» **Exercise requirements**:
Rewrite the lines below, switching every "keypoint" to "marker" and changing nothing else. Leave the pictures out of your answer.
## Start Information provided
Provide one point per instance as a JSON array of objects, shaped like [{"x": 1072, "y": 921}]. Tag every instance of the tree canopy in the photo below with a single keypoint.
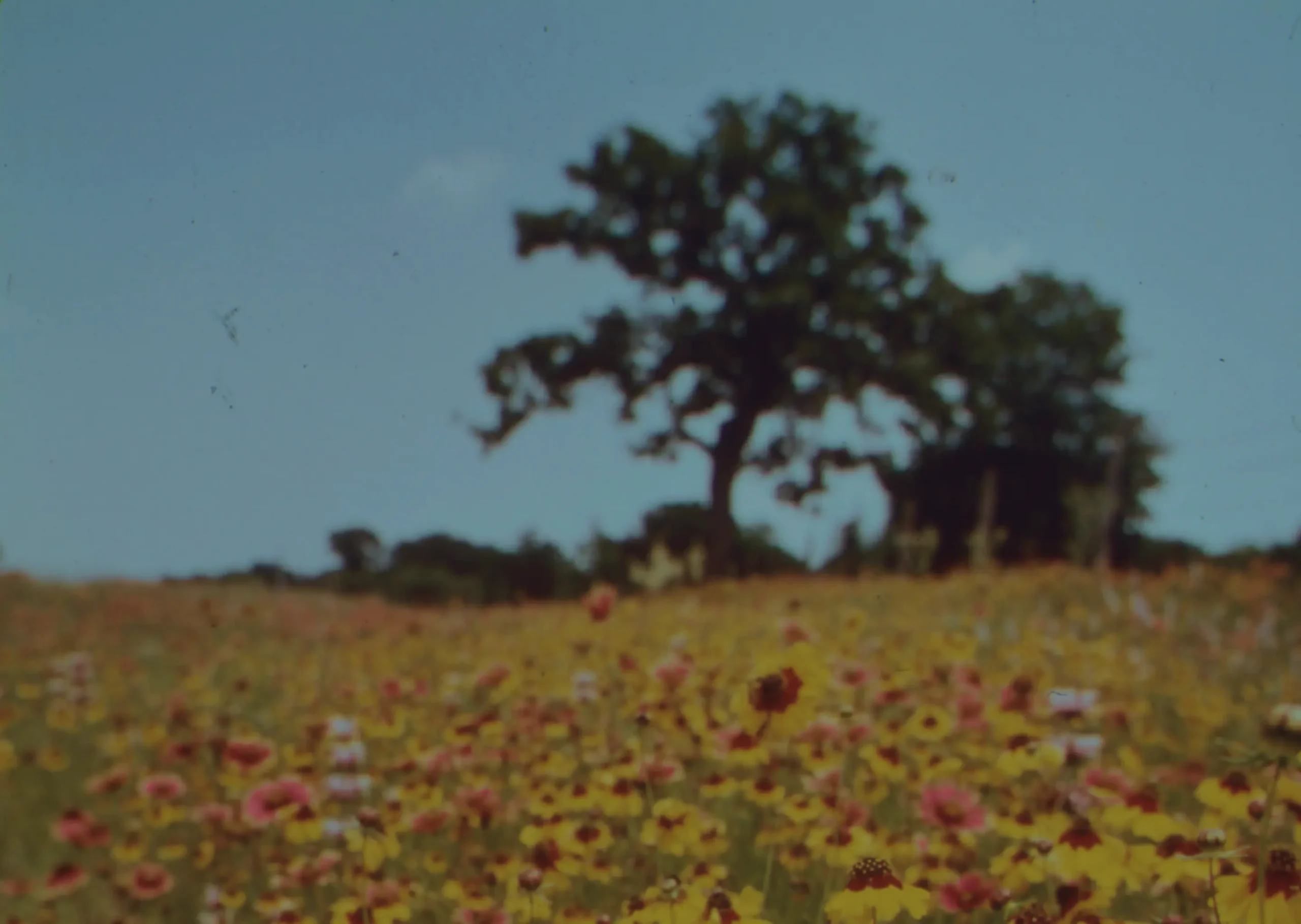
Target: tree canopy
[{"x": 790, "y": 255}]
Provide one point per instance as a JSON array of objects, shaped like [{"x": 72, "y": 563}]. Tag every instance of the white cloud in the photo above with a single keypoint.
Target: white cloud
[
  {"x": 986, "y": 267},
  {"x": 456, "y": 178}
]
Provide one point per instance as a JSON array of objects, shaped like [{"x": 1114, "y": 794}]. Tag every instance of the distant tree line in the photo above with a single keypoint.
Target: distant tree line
## End Information provided
» **Task result**:
Provide one point per instance as a JSON array of objects, shaped like [{"x": 1072, "y": 921}]. Tag every instance of the tree canopy in the photo below with a single marker.
Target: tree canopy
[{"x": 790, "y": 255}]
Provide one point per instance as a JSON array of objects, shaped like [{"x": 72, "y": 563}]. Tag every instance of the white cloud in the photo above with a single marker.
Target: white cloud
[
  {"x": 986, "y": 267},
  {"x": 456, "y": 178}
]
Provide one point per instance as a JSON array of objects, shaped like [{"x": 1114, "y": 794}]. Tag every instance of the distant tree line in the photo above with a single marker.
Target: distant tree line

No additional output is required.